▶ **WHAT YOU ARE ASKED TO DO**:
Write the next part of the forum thread about duals, picking up right after its final line.

▶ **SOURCE PASSAGE**:
# Duals not appreciated until older age



## cyamitide (Jul 8, 2010)

Something that seems a prevalent pattern: duals don't appreciate one another in their younger years, and what more they may even try to depreciate one another (by younger I mean <25 years of age). After attaining some maturity and having a couple of relationships, duals being to show some appreciation for one another. 

Does anyone have dual stories from younger age bracket? Would you say that you were attracted to your duals while in school and college?


----------



## Boolean11 (Jun 11, 2012)

cyamitide said:


> Something that seems a prevalent pattern: duals don't appreciate one another in their younger years, and what more they may even try to depreciate one another (by younger I mean <25 years of age). After attaining some maturity and having a couple of relationships, duals being to show some appreciation for one another.
> 
> Does anyone have dual stories from younger age bracket? Would you say that you were attracted to your duals while in school and college?


I implemented it as part of my type development in the version of Socionics I've been building. I'm an ILI without a big problem with ethics or sensing


----------



## Random Ness (Oct 13, 2010)

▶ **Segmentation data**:
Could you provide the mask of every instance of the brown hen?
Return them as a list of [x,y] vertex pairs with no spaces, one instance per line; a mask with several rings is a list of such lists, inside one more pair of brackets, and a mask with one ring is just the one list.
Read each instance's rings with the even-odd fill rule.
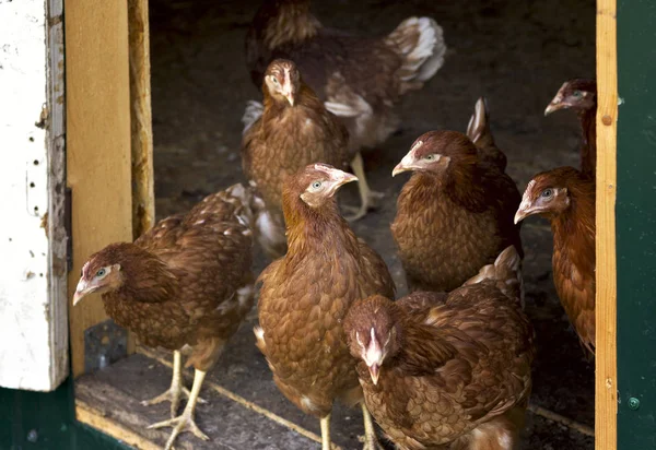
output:
[[[171,401],[166,442],[191,431],[209,438],[194,422],[206,372],[253,307],[253,224],[263,208],[249,188],[235,185],[208,196],[189,213],[160,221],[133,244],[112,244],[82,268],[73,305],[102,293],[105,311],[148,346],[174,351],[171,389],[144,404]],[[196,374],[191,392],[181,383],[180,350],[190,347],[187,367]],[[185,348],[186,350],[186,348]],[[175,417],[181,394],[189,398]]]
[[411,291],[455,289],[508,245],[523,257],[513,223],[519,192],[504,173],[482,99],[468,128],[475,142],[457,131],[422,134],[393,171],[414,171],[391,224]]
[[351,308],[344,332],[366,406],[397,448],[515,448],[535,357],[519,267],[511,246],[450,294]]
[[515,215],[551,222],[553,282],[583,346],[595,354],[595,181],[573,167],[543,171],[528,183]]
[[[306,414],[320,418],[324,450],[330,449],[335,400],[362,400],[342,320],[353,301],[370,295],[394,296],[383,259],[355,237],[333,199],[353,175],[324,164],[309,165],[288,179],[283,211],[286,254],[260,275],[257,345],[267,357],[280,391]],[[365,449],[375,433],[365,415]]]
[[[305,82],[338,116],[355,153],[353,170],[362,180],[360,150],[384,142],[398,129],[401,96],[421,88],[444,63],[442,27],[430,17],[410,17],[384,37],[361,37],[323,26],[309,0],[265,0],[246,35],[246,62],[256,85],[276,58],[294,61]],[[382,196],[360,185],[365,201],[354,218]]]
[[276,259],[286,250],[284,179],[312,163],[345,168],[352,155],[345,127],[326,110],[292,61],[277,59],[269,64],[262,93],[263,108],[251,102],[243,119],[242,164],[265,199],[268,214],[262,216],[262,228],[267,233],[260,236],[260,244]]
[[573,79],[563,83],[551,100],[544,116],[559,109],[574,109],[578,115],[583,142],[581,171],[595,177],[597,169],[597,81]]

▶ **REPLY**:
I had an LSE friend growing up and knew an IEI-SLE pair of friends. We all had constant disagreements, but different ways of responding. The will of the LSE and SLE would try and control the IEI and I. I was annoyed at the SLE's attempts but the IEI stood against them, and vice versa for the LSE. The SLE was annoyed at my refusal to go along with her, but the LSE accepted me, and vice versa for the IEI.

It was a strange quad of friends. The SLE and IEI were and still are best friends. I had a falling out with the SLE and IEI (i could analyze that using intertype relations all day long!). The LSE is friends but not best friends with us all.

I had an LSE roommate recently and our friendship never started. We could never figure out what to say to each other. It was very awkward, and she moved out after first semester.

I have another LSE friend right now (still in college) and I'm drawn to her. Being around LSEs has made me appreciate their academic achievements, and I wish their diligence would rub off on me.


----------



## zelder (Apr 17, 2011)

I must admit that I was not attracted to my dual type in my younger years. I never envisioned marrying an ESFj. I was attracted to ISFj / INFj types. i had never had any dual friends or family and so duality was difficult for me to get used to. I have grown to appreciate duality more and more the longer I am in the relationship.


----------



## Mostly Harmless (Oct 16, 2011)

I don't think I ever met any LIEs in my younger years, or if I did, I must have overlooked them. Closest I got was my semi-dual LSE best friend, whom I met freshman year of college.


----------



## Tainted Streetlight (Jun 13, 2011)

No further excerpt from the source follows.